- **EXERCISE INSTRUCTIONS**: An exact copy of the lines from the top of the data through the line with "From this security camera still, highlight where the diced" is what you should give, with no pictures in it.

- **Saved data entries**:
[Start of Attachment]

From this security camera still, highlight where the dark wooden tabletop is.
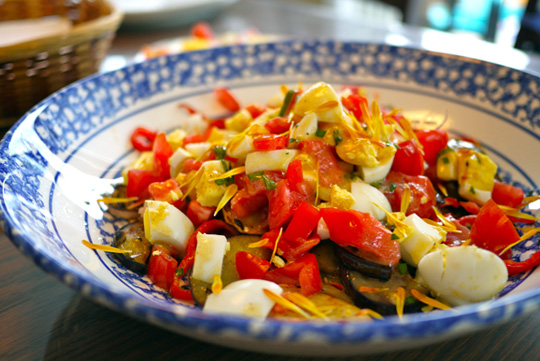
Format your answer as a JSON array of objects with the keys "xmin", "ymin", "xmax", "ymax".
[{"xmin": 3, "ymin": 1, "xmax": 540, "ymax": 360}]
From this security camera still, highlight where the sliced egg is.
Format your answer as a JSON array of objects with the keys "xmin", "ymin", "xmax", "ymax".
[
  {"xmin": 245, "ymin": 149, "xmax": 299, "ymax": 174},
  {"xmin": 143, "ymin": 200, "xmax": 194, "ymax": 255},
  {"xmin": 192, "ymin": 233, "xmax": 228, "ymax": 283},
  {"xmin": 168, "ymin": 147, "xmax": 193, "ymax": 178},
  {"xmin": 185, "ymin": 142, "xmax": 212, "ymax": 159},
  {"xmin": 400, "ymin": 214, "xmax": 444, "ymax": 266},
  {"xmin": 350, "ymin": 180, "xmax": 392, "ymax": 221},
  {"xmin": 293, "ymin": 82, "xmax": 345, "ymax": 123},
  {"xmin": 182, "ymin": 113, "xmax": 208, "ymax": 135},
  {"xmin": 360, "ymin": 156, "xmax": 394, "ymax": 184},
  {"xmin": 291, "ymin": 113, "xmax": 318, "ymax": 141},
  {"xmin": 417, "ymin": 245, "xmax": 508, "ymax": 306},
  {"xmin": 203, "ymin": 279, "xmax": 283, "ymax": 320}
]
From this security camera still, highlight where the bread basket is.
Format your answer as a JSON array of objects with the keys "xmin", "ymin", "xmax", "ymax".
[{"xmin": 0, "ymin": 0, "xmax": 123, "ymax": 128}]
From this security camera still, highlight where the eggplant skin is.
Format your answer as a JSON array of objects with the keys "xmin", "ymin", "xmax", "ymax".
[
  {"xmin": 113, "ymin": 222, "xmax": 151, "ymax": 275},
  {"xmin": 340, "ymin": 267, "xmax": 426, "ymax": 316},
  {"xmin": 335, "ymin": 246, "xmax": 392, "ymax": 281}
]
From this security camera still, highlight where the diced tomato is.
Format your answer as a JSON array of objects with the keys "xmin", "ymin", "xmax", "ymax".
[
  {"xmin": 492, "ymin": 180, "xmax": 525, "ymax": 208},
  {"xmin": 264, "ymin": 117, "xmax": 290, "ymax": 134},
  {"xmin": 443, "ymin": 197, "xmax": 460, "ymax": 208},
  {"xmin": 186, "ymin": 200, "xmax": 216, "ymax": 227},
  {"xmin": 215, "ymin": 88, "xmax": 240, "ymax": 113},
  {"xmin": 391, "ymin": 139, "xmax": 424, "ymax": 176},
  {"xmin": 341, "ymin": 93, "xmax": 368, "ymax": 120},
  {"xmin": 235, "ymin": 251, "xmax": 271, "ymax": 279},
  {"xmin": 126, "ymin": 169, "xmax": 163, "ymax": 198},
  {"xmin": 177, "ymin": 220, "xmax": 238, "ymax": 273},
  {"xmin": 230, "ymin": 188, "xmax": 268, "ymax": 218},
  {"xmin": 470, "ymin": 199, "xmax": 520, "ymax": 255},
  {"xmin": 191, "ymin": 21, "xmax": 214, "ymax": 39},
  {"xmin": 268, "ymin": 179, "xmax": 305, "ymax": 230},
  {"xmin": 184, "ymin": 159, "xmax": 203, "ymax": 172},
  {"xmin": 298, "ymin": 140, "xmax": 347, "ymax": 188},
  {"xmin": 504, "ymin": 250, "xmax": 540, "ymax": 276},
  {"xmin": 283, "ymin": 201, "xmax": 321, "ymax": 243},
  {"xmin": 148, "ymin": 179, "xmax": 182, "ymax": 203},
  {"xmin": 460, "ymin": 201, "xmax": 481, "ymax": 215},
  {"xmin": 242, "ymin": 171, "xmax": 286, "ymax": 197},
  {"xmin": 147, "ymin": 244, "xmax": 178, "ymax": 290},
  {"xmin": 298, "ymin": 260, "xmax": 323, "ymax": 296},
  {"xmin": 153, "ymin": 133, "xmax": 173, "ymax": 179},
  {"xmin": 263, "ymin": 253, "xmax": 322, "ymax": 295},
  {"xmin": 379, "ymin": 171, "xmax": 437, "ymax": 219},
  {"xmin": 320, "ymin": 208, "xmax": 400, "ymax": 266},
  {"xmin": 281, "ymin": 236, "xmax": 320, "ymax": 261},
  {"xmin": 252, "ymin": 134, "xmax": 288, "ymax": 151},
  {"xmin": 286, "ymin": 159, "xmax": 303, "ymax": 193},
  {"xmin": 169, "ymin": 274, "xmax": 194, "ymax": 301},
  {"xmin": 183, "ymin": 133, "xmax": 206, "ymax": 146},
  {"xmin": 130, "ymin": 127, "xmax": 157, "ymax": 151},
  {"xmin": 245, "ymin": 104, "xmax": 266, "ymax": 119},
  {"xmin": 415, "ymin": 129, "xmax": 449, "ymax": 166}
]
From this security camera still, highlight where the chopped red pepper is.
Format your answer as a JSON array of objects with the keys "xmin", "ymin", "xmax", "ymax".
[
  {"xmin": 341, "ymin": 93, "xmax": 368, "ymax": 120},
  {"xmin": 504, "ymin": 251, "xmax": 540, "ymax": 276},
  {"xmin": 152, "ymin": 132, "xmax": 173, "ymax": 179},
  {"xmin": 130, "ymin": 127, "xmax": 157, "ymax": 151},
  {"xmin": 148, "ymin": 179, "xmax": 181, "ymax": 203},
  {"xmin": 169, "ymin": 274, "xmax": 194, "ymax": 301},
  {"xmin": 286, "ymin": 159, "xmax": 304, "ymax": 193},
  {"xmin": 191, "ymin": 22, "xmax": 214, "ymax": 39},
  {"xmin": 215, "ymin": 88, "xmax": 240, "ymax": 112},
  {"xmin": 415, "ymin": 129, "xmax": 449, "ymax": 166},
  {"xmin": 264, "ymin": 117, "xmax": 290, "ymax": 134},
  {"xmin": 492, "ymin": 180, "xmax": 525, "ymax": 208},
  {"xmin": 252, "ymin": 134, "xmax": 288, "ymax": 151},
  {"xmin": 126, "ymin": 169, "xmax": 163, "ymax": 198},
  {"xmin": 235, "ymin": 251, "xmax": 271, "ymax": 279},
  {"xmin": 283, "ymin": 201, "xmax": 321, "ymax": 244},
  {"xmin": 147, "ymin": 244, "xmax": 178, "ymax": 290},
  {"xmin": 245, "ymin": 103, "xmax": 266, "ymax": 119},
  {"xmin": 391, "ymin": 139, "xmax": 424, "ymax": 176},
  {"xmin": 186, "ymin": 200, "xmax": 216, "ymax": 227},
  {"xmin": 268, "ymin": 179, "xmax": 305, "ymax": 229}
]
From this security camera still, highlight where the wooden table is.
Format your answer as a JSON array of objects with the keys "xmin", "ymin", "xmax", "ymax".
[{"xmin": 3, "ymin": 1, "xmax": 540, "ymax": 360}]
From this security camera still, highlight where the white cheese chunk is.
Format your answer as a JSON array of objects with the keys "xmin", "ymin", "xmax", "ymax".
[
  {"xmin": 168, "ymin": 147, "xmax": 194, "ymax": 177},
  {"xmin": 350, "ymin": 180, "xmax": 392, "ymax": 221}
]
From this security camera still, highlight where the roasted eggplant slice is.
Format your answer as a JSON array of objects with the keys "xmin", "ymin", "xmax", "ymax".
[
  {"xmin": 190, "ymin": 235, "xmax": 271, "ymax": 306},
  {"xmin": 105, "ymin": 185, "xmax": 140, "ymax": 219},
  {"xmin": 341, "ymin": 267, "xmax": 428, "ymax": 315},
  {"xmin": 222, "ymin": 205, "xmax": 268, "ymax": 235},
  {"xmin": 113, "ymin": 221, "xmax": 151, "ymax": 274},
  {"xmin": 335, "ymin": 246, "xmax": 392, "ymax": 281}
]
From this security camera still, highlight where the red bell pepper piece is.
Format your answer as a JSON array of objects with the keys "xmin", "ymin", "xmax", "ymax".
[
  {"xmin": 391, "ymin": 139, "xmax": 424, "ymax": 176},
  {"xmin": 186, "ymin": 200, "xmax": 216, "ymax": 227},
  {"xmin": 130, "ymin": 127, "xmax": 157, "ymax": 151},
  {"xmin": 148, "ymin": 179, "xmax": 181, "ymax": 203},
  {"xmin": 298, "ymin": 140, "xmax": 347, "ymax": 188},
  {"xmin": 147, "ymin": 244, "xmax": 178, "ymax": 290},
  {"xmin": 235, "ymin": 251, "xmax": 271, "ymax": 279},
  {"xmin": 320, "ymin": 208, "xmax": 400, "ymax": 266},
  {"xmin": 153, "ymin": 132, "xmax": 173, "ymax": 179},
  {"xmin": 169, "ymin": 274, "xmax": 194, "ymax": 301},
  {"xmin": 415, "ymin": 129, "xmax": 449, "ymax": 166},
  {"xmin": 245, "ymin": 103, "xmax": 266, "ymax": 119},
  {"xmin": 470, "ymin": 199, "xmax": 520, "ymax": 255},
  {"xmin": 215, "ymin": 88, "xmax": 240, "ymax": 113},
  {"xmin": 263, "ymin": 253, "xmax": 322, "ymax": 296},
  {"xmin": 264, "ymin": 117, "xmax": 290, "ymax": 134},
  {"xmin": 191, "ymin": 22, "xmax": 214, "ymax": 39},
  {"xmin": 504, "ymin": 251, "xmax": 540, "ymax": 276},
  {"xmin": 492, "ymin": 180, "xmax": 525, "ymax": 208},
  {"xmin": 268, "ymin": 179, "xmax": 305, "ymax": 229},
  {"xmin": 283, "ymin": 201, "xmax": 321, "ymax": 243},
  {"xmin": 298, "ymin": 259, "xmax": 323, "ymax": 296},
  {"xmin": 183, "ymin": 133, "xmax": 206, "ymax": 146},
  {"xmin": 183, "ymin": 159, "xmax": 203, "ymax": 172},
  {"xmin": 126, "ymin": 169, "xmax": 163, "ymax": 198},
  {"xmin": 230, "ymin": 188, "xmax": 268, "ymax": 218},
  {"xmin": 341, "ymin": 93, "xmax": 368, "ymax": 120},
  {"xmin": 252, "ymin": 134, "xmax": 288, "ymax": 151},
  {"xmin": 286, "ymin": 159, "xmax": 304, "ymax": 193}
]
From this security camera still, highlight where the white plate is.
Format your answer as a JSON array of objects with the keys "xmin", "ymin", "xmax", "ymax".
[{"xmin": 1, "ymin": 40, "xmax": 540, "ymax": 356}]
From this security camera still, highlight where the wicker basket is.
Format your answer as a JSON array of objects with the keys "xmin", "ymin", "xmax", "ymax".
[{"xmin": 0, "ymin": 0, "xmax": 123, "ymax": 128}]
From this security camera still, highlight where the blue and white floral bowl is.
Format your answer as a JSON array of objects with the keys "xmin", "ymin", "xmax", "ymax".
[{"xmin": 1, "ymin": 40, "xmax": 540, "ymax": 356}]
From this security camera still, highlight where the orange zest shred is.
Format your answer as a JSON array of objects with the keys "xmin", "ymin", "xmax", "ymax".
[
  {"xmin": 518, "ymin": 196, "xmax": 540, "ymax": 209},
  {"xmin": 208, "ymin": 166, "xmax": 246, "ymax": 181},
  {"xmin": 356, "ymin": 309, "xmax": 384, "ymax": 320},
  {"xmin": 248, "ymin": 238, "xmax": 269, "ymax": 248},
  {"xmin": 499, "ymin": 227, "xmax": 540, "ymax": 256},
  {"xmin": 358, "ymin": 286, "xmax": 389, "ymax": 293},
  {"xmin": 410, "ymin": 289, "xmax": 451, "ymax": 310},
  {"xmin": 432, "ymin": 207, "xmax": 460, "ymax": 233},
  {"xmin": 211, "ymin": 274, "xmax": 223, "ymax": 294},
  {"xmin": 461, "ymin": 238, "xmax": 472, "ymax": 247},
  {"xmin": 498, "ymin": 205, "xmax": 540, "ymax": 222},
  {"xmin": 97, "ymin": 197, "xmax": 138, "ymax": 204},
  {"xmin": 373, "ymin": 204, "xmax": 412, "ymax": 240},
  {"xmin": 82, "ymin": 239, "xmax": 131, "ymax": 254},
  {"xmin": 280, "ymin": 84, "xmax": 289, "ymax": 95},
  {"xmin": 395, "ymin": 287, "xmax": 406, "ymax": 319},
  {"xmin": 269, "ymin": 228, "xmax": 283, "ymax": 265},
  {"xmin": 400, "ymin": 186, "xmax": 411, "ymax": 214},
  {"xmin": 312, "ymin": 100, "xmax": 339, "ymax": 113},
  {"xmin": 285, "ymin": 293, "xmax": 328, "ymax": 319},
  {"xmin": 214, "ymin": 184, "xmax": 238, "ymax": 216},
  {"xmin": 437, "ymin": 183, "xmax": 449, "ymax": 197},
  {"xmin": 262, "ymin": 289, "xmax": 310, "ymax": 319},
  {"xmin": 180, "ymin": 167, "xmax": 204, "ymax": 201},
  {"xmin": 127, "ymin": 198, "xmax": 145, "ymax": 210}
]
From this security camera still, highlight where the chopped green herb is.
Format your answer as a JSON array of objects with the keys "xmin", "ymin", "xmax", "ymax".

[End of Attachment]

- **ANSWER TO THIS TASK**:
From this security camera still, highlight where the dark wooden tabletop is.
Format your answer as a JSON array of objects with the keys "xmin", "ymin", "xmax", "ymax".
[{"xmin": 3, "ymin": 1, "xmax": 540, "ymax": 360}]
From this security camera still, highlight where the sliced egg is.
Format your answer as a JSON array of objects with the keys "xmin", "ymin", "xmax", "ymax".
[
  {"xmin": 245, "ymin": 149, "xmax": 299, "ymax": 174},
  {"xmin": 143, "ymin": 200, "xmax": 194, "ymax": 255},
  {"xmin": 192, "ymin": 233, "xmax": 228, "ymax": 283},
  {"xmin": 168, "ymin": 147, "xmax": 193, "ymax": 178},
  {"xmin": 185, "ymin": 142, "xmax": 212, "ymax": 159},
  {"xmin": 400, "ymin": 214, "xmax": 444, "ymax": 266},
  {"xmin": 350, "ymin": 180, "xmax": 392, "ymax": 221},
  {"xmin": 293, "ymin": 82, "xmax": 345, "ymax": 123},
  {"xmin": 182, "ymin": 113, "xmax": 208, "ymax": 135},
  {"xmin": 360, "ymin": 156, "xmax": 394, "ymax": 184},
  {"xmin": 291, "ymin": 113, "xmax": 318, "ymax": 141},
  {"xmin": 417, "ymin": 245, "xmax": 508, "ymax": 306},
  {"xmin": 203, "ymin": 279, "xmax": 283, "ymax": 320}
]
From this security camera still, highlight where the bread basket is.
Format your answer as a JSON array of objects with the keys "xmin", "ymin", "xmax", "ymax".
[{"xmin": 0, "ymin": 0, "xmax": 123, "ymax": 128}]
From this security camera still, highlight where the eggplant skin is.
Format your answer as a JSON array of objects with the keys "xmin", "ymin", "xmax", "ymax".
[
  {"xmin": 113, "ymin": 222, "xmax": 151, "ymax": 275},
  {"xmin": 340, "ymin": 267, "xmax": 426, "ymax": 316},
  {"xmin": 335, "ymin": 246, "xmax": 392, "ymax": 281}
]
From this security camera still, highlight where the diced tomato is.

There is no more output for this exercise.